- _Extract_:
>> begin

Red Audrey and the Roping

Occasionally a debut novel comes along that rocks its readers back on their heels. Red Audrey and the Roping is one of that rare and remarkable breed. With storytelling as accomplished as successful literary novelists like Margaret Atwood and Sarah Waters, Jill Malone takes us on a journey through the heart of Latin professor Jane Elliot.

Set against the dramatic landscapes and seascapes of Hawaii, this is the deeply moving story of a young woman traumatized by her mother’s death. Scarred by guilt, she struggles to find the nerve to let love into her life again. Afraid to love herself or anyone else, Jane falls in love with risk, pitting herself against the world with dogged, destructive courage. But finally she reaches a point where there is only one danger left worth facing. The sole remaining question for Jane is whether she is willing to accept her history, embrace her damage, and take a chance on love.

As well as a gripping and emotional story, Red Audrey and the Roping is a remarkable literary achievement. The breathtaking prose evokes setting, characters, and relationships with equal grace. The dialogue sparks and sparkles. Splintered fragments of narrative come together to form a seamless suspenseful story that flows effortlessly to its dramatic conclusion.

Winner of the Bywater Prize for Fiction, Red Audrey and the Roping is one of the most memorable first novels you will ever read.

>> end

- _Your tasks_:
(1) From the book description, extract the passage starting at "Occasionally a debut" and ending at "professor Jane Elliot.".
(2) According to the book description, what subject does Jane Elliot teach?
(3) Using the book description, explain why Jane struggles to let love into her life again.

- _Data section_:
>> begin

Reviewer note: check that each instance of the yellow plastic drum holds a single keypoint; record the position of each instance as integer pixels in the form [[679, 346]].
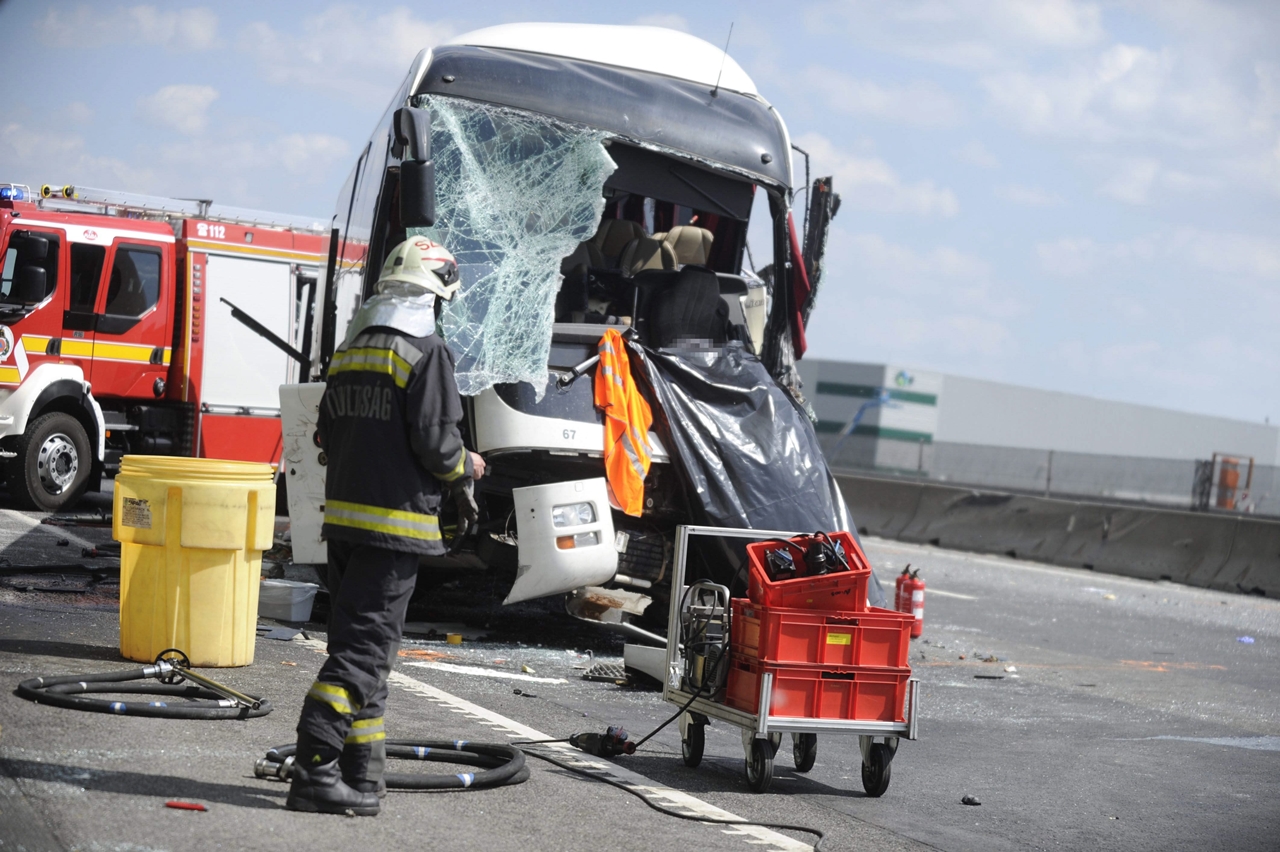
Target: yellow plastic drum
[[192, 532]]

>> end

- _Task-by-task results_:
(1)
Occasionally a debut novel comes along that rocks its readers back on their heels. Red Audrey and the Roping is one of that rare and remarkable breed. With storytelling as accomplished as successful literary novelists like Margaret Atwood and Sarah Waters, Jill Malone takes us on a journey through the heart of Latin professor Jane Elliot.

(2) Latin.

(3) Jane was traumatized by her mother's death and is scarred by guilt. Because of this, she struggles to find the nerve to let love into her life and is afraid to love herself or anyone else.